- [Required task] Copy every line of the material below word for word, changing nothing.

# Records for processing start

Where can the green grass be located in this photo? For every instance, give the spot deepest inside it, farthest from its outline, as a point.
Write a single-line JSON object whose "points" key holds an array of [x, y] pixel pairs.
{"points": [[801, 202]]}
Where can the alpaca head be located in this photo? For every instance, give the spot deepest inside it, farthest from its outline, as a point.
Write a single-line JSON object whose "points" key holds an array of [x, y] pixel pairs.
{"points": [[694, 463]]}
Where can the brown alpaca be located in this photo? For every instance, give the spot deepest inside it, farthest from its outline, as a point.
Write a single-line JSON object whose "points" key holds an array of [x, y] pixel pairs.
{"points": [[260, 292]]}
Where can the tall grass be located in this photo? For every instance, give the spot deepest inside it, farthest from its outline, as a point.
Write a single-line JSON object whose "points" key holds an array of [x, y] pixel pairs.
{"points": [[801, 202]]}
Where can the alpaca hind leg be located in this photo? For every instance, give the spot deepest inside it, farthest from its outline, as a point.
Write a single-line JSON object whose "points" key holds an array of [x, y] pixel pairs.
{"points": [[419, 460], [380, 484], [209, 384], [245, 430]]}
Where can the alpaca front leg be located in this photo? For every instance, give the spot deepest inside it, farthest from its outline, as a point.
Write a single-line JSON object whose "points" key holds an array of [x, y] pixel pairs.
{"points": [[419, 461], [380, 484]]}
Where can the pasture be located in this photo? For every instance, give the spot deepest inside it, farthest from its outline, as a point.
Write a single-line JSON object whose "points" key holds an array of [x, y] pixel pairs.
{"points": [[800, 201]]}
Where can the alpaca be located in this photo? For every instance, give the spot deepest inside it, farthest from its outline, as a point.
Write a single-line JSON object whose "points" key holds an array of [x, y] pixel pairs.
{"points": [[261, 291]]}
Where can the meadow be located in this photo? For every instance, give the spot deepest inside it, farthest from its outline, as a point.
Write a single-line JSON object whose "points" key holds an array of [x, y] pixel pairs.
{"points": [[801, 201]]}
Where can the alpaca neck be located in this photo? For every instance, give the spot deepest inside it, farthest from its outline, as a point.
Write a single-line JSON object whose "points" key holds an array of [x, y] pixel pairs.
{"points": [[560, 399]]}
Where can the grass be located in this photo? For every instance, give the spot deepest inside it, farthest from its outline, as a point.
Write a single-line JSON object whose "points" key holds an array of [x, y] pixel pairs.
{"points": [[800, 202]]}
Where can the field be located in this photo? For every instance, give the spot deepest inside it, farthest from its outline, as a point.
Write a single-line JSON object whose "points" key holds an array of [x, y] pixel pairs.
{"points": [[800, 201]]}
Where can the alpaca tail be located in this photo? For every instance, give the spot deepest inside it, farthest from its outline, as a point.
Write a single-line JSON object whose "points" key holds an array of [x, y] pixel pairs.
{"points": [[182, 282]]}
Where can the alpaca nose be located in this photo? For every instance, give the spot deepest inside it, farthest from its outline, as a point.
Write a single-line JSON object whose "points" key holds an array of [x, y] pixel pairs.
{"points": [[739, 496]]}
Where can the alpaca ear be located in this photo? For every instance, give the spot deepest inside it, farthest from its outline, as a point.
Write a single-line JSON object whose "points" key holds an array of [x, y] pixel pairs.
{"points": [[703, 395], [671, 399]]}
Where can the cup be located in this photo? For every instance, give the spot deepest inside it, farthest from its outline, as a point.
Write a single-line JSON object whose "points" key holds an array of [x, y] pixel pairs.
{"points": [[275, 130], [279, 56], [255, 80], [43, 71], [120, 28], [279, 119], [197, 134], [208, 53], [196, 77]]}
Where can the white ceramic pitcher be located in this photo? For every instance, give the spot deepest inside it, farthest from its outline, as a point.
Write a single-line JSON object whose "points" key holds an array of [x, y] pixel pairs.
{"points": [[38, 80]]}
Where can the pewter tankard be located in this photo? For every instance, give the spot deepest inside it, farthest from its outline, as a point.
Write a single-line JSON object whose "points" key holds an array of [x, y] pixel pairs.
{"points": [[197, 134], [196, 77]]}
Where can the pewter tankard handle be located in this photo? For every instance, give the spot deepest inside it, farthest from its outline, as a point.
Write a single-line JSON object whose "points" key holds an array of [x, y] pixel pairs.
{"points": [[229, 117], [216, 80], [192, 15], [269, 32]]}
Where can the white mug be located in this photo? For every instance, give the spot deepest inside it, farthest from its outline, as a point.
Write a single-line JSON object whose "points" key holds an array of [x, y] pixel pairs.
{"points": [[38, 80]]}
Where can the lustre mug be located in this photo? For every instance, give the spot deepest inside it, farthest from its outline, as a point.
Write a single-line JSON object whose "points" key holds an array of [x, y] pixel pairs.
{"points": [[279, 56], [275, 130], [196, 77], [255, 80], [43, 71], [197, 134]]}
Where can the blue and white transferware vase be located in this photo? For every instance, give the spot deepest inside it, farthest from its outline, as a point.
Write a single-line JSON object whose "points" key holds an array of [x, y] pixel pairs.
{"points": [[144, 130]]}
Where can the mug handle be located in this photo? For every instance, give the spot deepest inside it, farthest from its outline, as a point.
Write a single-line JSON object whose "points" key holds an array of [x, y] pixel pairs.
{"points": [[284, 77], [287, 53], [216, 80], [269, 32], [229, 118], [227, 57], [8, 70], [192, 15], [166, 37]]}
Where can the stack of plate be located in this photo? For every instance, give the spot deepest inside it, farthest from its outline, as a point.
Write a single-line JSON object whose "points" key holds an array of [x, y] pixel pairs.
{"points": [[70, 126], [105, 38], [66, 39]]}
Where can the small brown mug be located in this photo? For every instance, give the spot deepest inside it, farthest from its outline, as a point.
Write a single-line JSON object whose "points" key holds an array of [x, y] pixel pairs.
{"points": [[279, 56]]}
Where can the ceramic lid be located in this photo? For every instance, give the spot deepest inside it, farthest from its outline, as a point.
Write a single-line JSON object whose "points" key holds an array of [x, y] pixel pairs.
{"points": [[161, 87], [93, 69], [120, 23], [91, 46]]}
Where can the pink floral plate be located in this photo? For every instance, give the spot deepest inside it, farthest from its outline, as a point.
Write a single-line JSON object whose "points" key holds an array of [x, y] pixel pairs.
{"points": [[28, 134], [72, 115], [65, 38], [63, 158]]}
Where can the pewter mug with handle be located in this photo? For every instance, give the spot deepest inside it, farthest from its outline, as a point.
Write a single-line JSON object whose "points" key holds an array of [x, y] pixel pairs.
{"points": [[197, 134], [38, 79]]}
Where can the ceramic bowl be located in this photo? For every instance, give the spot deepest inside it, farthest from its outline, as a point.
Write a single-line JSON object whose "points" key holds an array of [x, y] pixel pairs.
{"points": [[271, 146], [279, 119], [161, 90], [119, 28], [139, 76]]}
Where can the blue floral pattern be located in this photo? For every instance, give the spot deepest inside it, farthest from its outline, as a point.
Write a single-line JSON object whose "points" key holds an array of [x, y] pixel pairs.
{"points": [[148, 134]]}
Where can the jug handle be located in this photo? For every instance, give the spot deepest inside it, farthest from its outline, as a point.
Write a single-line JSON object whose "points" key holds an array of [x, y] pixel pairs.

# Records for processing end

- [Written answer]
Where can the green grass be located in this photo? For every instance, give the spot deepest inside it, farthest from its outline, as a point.
Write a single-line JSON object whose "points" key holds an array of [x, y] pixel pairs.
{"points": [[801, 202]]}
Where can the alpaca head be located in this photo? For every instance, give the spot deepest inside it, farthest from its outline, as a point.
Write a single-line JSON object whose "points" key holds an array of [x, y] pixel pairs.
{"points": [[694, 463]]}
Where can the brown alpaca be located in this photo? For every instance, give the spot deepest inside it, farthest from its outline, as a point.
Write a single-line JSON object whose "points" key holds an array of [x, y] pixel pairs.
{"points": [[260, 292]]}
Where can the tall grass be located in this photo? For every instance, give the spot deepest inside it, farthest from its outline, as a point.
Write a single-line JSON object whose "points" key holds an array of [x, y] pixel pairs.
{"points": [[801, 202]]}
Where can the alpaca hind leg be located in this photo? For every instance, give the spot deepest inside it, farthest from its outline, as a point.
Write a single-line JSON object whose "points" key holds an array of [x, y] pixel pairs.
{"points": [[419, 460], [380, 484], [209, 384], [245, 430]]}
Where can the alpaca front leg be located in this photo? For every instance, give the spot deepest inside it, farthest from its outline, as a point.
Write a single-line JSON object whose "points" key holds an array of [x, y] pixel pairs.
{"points": [[419, 461], [380, 484]]}
Where can the pasture be located in this photo? For every instance, give the spot deepest inside it, farthest from its outline, as a point.
Write a single-line JSON object whose "points" key holds an array of [x, y] pixel pairs.
{"points": [[800, 201]]}
Where can the alpaca be located in this photo? For every instance, give the spot deepest inside it, farthest from its outline, as a point.
Write a single-line JSON object whose "points" key holds an array of [x, y] pixel pairs.
{"points": [[261, 291]]}
Where can the meadow be located in this photo? For every instance, give the spot deepest inside it, farthest from its outline, as a point.
Write a single-line JSON object whose "points" key holds an array of [x, y] pixel pairs.
{"points": [[801, 201]]}
Where can the alpaca neck be located in this photo? For every instance, give the spot deepest inside it, farthest from its outline, as a point.
Write a single-line JSON object whose "points" key holds an array of [x, y] pixel pairs.
{"points": [[560, 399]]}
Where can the grass be located in this photo? For every instance, give the spot deepest inside it, farthest from its outline, as a point.
Write a single-line JSON object whose "points" key holds an array of [x, y] pixel pairs.
{"points": [[800, 202]]}
Where can the field be located in this photo? For every instance, give the spot deepest inside it, farthest from its outline, as a point.
Write a single-line JSON object whose "points" key holds an array of [x, y] pixel pairs.
{"points": [[800, 201]]}
Where can the alpaca tail be located in this photo? For every instance, give the spot deepest inside it, farthest from its outline, as a point.
Write a single-line JSON object whose "points" key holds an array of [x, y] pixel pairs.
{"points": [[182, 282]]}
Where can the alpaca nose be located in this photo? For every instance, give the spot deepest inside it, farthest from its outline, as a point.
Write a single-line JSON object whose "points" key holds an array of [x, y] pixel pairs.
{"points": [[739, 496]]}
Where can the alpaca ear be located in this photo? For every instance, give the spot deepest inside it, farthest from its outline, as a point.
Write a single-line JSON object whose "points" key holds an array of [x, y] pixel pairs.
{"points": [[703, 395], [671, 399]]}
Where can the cup be located in this photo? For every instance, give the spot deepest inside it, farthest from its outline, as a point.
Write a single-line JSON object whose "points" key holds an array of [x, y] pixel pairs.
{"points": [[275, 130], [279, 56], [255, 80], [43, 71], [120, 28], [279, 119], [197, 134], [208, 53], [196, 77]]}
Where can the white ceramic pitcher be located in this photo? For every instance, give the spot deepest inside it, farthest from its outline, as a point.
Write a single-line JSON object whose "points" key holds an array of [x, y] pixel pairs.
{"points": [[38, 80]]}
Where can the pewter tankard be located in this photo? For every instance, give the spot deepest inside it, farthest from its outline, as a point.
Write a single-line JSON object whose "points" key holds an array of [x, y] pixel pairs.
{"points": [[197, 134], [196, 77]]}
Where can the pewter tankard handle be located in this photo? For every instance, give the spot deepest inside it, farthest from its outline, as a point.
Write a single-line JSON object whose "points" key holds an array of [x, y] pixel pairs.
{"points": [[229, 117], [216, 80], [192, 15], [269, 32]]}
Where can the white mug be located in this photo? For every instance, give the spot deepest inside it, farthest from its outline, as a point.
Write a single-line JSON object whose "points" key holds an array of [x, y] pixel pairs.
{"points": [[38, 80]]}
Where can the lustre mug be located in this photo? For every instance, give the spot deepest inside it, farthest from its outline, as a point.
Write a single-line JSON object whose "points" key holds an array of [x, y] pixel pairs.
{"points": [[279, 56], [275, 130], [196, 77], [255, 80], [43, 71], [197, 134]]}
Where can the blue and white transferware vase be located in this photo? For every instance, give the spot deepest inside it, farthest from its outline, as a point.
Write a single-line JSON object whose "points" key holds an array of [x, y] pixel pairs.
{"points": [[144, 130]]}
Where can the mug handle be located in this photo? For every instance, give the spot deepest inside it, farthest from its outline, as a point.
Write a single-line JSON object whose "points" key holds an array of [x, y] pixel pairs.
{"points": [[284, 77], [287, 53], [216, 80], [269, 32], [229, 118], [227, 57], [8, 70], [192, 15], [166, 37]]}
Where can the stack of plate be located in this photo? For every instance, give the spot deepest inside it, farthest from its outline, as a point.
Write a single-line JSON object whose "points" key holds an array of [x, y] pixel pairs.
{"points": [[70, 126], [105, 38], [66, 39]]}
Where can the small brown mug be located in this photo? For every instance, give the spot deepest inside it, farthest from its outline, as a point.
Write a single-line JSON object whose "points" key holds an array of [x, y] pixel pairs.
{"points": [[279, 56]]}
Where can the ceramic lid be located in this photo? For every instance, give the spot deepest inside it, farthest from its outline, as a point.
Write a single-line JSON object whose "points" key holds an array of [x, y] pixel pairs.
{"points": [[161, 87], [93, 69], [120, 23], [91, 46]]}
Where can the pink floral plate be located in this photo? For every instance, give the spot deepest inside it, farthest from its outline, as a point.
Write a single-line JSON object whose "points" key holds an array of [x, y] pixel pairs.
{"points": [[28, 134], [72, 115], [65, 38], [63, 158]]}
Where can the pewter mug with handle be located in this photo? For every instance, give the spot deepest inside it, farthest from its outline, as a point.
Write a single-line JSON object whose "points" key holds an array of [x, y] pixel pairs.
{"points": [[197, 134], [38, 79]]}
Where can the ceramic bowl be located in this photo? For every instance, give the spot deepest inside it, farthest from its outline, as a point.
Write a single-line JSON object whose "points" key holds an array of [x, y] pixel pairs.
{"points": [[271, 146], [279, 119], [161, 90], [119, 28], [139, 76]]}
Where can the blue floral pattern be located in this photo? For every instance, give the spot deepest inside it, farthest from its outline, as a point.
Write a single-line JSON object whose "points" key holds an array of [x, y] pixel pairs.
{"points": [[148, 134]]}
Where can the jug handle be located in this photo? For every instance, give the spot deepest inside it, farthest from its outline, as a point.
Write a single-line JSON object whose "points" key holds an array of [x, y] pixel pairs.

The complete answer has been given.